» **Source document**
━━━━━━━━━━━━━━━━━━━━
5 Stars 4 Stars 3 Stars 2 Stars 1 Star 4.4 from 56 reviews
  • Author: Lucy
  • Prep Time: 1 hour 30 minutes
  • Cook Time: 3 hours 30 minutes
  • Total Time: 5 hours
  • Yield: 10 servings
  • Category: Dessert
  • Method: Blending
  • Cuisine: Vegan
  • Diet: Vegan

Description

This Vegan Matcha Swirl Cheesecake is a creamy, plant-based dessert made with soaked cashews, coconut milk, and a date-walnut crust, swirled with vibrant matcha green tea powder for a unique flavor and beautiful presentation. Perfect for a dairy-free, gluten-free treat that combines indulgence with wholesome ingredients.


Ingredients

Scale

Crust

  • 1 cup packed medjool dates (pitted, about 22 dates or 275 g)
  • 1 1/2 cups raw walnuts (or substitute raw almonds)
  • 1 pinch sea salt

Filling

  • 1 1/2 cups raw cashews (soaked overnight or 1 hour in very hot water)
  • 1 tsp vanilla extract (optional)
  • 3 tbsp lemon juice (from 1 medium lemon)
  • 1/4 cup canned light coconut milk (or full-fat coconut milk)
  • 1/4 cup melted coconut oil (or substitute 1/4 cup more coconut yogurt or coconut milk, less creamy)
  • 1/2 cup maple syrup (or agave syrup)
  • 1/4 cup coconut yogurt (DIY or store-bought vegan yogurt)
  • 1/4 tsp sea salt
  • 1 1/2 to 2 tsp matcha green tea powder


Instructions

  1. Soak Cashews: Add cashews to a bowl, cover with very hot water, and let soak for 1 hour or cover with cool water and soak overnight. Drain well and set aside.
━━━━━━━━━━━━━━━━━━━━
» **Data lines**
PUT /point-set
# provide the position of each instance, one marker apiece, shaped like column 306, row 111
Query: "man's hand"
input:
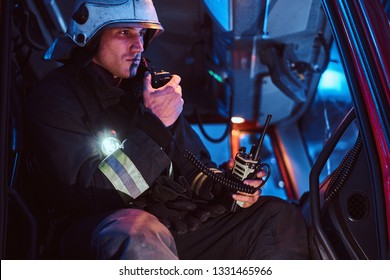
column 165, row 102
column 249, row 199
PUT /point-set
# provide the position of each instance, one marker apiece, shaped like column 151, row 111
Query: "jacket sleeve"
column 68, row 155
column 187, row 139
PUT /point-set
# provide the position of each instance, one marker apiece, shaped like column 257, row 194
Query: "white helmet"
column 91, row 16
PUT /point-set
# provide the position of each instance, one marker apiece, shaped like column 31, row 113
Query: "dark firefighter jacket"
column 72, row 110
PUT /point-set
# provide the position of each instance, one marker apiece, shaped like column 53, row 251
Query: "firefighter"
column 109, row 151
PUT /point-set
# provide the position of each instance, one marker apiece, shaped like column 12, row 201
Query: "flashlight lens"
column 109, row 145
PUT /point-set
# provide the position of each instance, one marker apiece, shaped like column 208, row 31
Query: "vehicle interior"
column 240, row 61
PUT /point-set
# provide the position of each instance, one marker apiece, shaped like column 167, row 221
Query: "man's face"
column 120, row 51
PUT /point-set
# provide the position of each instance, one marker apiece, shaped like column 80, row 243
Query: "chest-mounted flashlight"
column 110, row 143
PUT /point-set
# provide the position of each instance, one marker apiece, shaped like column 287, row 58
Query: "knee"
column 133, row 234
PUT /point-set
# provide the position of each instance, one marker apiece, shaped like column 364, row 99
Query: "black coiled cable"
column 343, row 171
column 234, row 185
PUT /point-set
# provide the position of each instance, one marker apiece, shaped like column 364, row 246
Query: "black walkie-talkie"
column 160, row 78
column 246, row 165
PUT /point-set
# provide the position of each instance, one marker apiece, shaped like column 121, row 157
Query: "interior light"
column 237, row 120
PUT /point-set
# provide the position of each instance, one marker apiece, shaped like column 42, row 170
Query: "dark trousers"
column 271, row 229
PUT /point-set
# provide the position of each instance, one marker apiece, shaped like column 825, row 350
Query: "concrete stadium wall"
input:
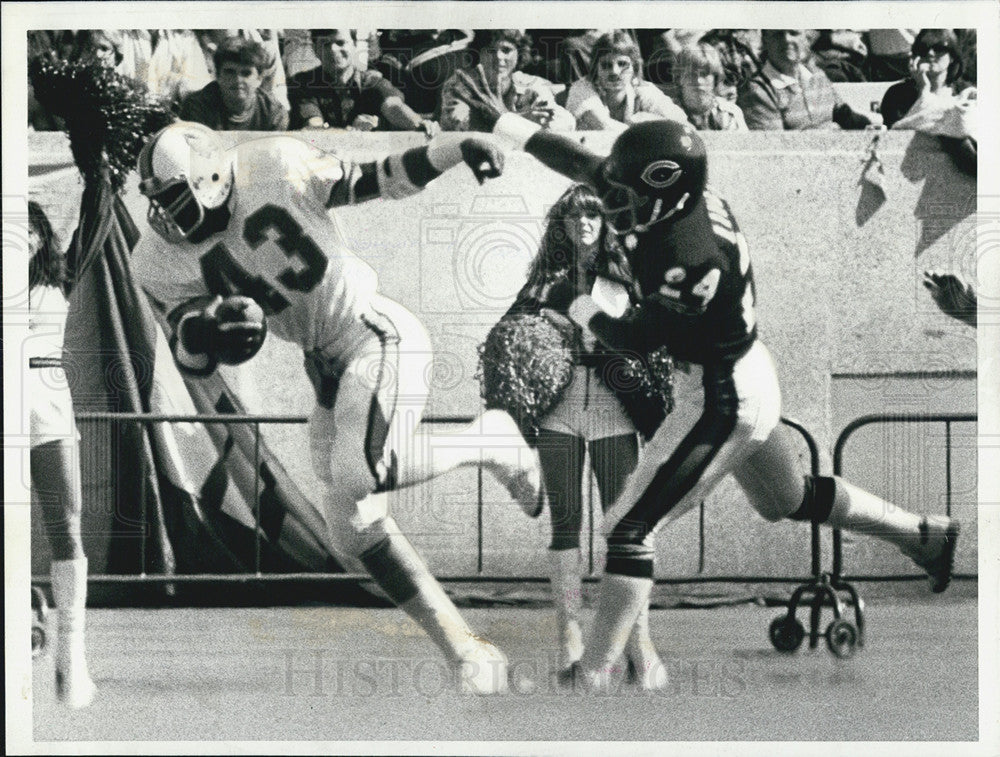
column 841, row 307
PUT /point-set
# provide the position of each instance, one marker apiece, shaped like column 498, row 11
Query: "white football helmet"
column 185, row 171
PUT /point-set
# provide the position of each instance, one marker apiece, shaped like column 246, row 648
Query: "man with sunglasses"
column 935, row 71
column 693, row 268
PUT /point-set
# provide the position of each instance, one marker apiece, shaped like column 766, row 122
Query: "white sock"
column 856, row 510
column 69, row 589
column 622, row 598
column 567, row 597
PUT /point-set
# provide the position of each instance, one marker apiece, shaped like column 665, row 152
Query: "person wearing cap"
column 339, row 95
column 790, row 92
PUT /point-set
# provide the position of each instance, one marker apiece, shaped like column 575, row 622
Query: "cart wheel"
column 786, row 633
column 37, row 640
column 842, row 638
column 39, row 604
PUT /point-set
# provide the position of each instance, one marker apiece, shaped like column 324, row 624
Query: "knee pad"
column 821, row 491
column 630, row 550
column 394, row 563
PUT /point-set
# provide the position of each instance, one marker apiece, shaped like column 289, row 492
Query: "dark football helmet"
column 656, row 170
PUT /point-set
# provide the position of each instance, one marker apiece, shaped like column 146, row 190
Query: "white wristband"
column 445, row 152
column 514, row 130
column 582, row 309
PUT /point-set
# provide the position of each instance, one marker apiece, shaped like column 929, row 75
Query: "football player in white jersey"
column 694, row 271
column 252, row 229
column 55, row 457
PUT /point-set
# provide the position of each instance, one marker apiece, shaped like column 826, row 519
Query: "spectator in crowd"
column 935, row 70
column 273, row 80
column 842, row 54
column 889, row 53
column 297, row 52
column 698, row 71
column 47, row 45
column 236, row 101
column 137, row 51
column 659, row 49
column 500, row 53
column 338, row 94
column 420, row 61
column 967, row 46
column 936, row 99
column 103, row 47
column 790, row 93
column 614, row 94
column 55, row 467
column 562, row 55
column 177, row 66
column 740, row 51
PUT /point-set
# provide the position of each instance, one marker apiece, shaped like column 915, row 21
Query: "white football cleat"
column 513, row 462
column 936, row 552
column 483, row 671
column 648, row 675
column 578, row 678
column 74, row 687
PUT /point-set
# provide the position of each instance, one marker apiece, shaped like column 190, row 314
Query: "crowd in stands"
column 563, row 79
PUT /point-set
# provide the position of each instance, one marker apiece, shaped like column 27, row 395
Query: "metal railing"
column 257, row 575
column 904, row 418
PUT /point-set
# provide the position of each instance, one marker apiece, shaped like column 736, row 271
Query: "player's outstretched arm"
column 404, row 174
column 562, row 154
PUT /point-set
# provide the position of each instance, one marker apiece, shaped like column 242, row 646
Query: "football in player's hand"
column 240, row 329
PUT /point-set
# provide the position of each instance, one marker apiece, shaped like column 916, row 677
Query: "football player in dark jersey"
column 694, row 270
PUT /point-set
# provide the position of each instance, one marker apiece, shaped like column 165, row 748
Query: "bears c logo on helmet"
column 660, row 174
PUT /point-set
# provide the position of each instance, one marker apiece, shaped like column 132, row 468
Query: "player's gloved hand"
column 953, row 294
column 483, row 156
column 430, row 128
column 560, row 296
column 231, row 330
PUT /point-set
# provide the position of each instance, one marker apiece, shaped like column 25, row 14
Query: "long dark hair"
column 556, row 253
column 48, row 266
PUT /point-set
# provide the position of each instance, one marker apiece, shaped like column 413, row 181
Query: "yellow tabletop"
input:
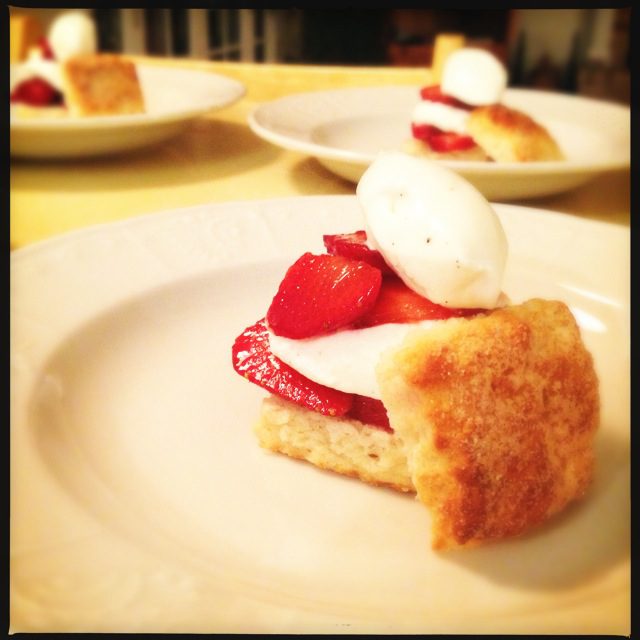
column 218, row 158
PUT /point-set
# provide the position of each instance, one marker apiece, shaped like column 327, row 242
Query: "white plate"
column 141, row 501
column 344, row 129
column 173, row 97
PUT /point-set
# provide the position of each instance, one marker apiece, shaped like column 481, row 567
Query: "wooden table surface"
column 218, row 158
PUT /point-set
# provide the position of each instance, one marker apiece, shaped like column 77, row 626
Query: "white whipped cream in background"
column 72, row 33
column 440, row 115
column 474, row 76
column 345, row 360
column 435, row 230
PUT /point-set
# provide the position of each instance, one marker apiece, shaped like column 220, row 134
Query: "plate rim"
column 328, row 152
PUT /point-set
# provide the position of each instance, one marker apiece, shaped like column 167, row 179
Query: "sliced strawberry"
column 322, row 293
column 434, row 94
column 252, row 358
column 449, row 141
column 354, row 245
column 424, row 131
column 398, row 303
column 36, row 92
column 370, row 411
column 45, row 49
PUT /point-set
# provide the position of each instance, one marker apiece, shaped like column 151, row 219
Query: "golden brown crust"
column 103, row 84
column 419, row 148
column 508, row 135
column 348, row 447
column 498, row 415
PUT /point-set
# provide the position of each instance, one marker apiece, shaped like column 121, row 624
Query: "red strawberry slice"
column 370, row 411
column 322, row 293
column 252, row 358
column 36, row 92
column 354, row 245
column 434, row 94
column 449, row 141
column 441, row 141
column 45, row 49
column 398, row 303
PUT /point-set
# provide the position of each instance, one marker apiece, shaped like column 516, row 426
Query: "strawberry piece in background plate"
column 322, row 293
column 252, row 358
column 398, row 303
column 354, row 245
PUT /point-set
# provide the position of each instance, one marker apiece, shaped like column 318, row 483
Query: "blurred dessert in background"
column 64, row 75
column 461, row 116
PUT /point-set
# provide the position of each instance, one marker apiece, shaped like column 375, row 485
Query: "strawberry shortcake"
column 463, row 118
column 64, row 76
column 395, row 357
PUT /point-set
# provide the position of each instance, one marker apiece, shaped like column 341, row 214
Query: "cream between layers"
column 345, row 360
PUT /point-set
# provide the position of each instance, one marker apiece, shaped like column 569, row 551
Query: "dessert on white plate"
column 396, row 358
column 65, row 76
column 463, row 116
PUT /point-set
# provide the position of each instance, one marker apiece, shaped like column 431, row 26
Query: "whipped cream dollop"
column 474, row 76
column 36, row 66
column 70, row 34
column 435, row 230
column 440, row 235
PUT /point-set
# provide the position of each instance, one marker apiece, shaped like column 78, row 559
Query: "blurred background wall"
column 582, row 51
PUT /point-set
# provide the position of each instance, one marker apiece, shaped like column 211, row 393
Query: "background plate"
column 345, row 128
column 141, row 502
column 173, row 97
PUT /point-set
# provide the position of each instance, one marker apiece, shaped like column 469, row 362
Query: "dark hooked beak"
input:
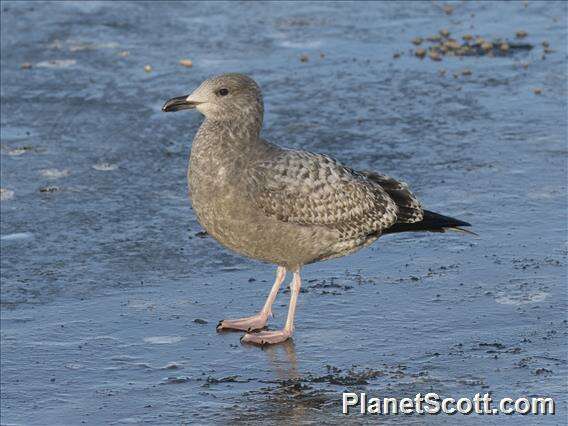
column 179, row 103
━━━━━━━━━━━━━━━━━━━━
» **Problem 1**
Repeat from the cheesecake recipe the passage that begins at the words "This Vegan Matcha" and stops after "substitute raw almonds)".
» **Problem 2**
In the cheesecake recipe, how much maple syrup goes into the filling?

» **Full solution 1**
This Vegan Matcha Swirl Cheesecake is a creamy, plant-based dessert made with soaked cashews, coconut milk, and a date-walnut crust, swirled with vibrant matcha green tea powder for a unique flavor and beautiful presentation. Perfect for a dairy-free, gluten-free treat that combines indulgence with wholesome ingredients.


Ingredients

Scale

Crust

  • 1 cup packed medjool dates (pitted, about 22 dates or 275 g)
  • 1 1/2 cups raw walnuts (or substitute raw almonds)

» **Full solution 2**
1/2 cup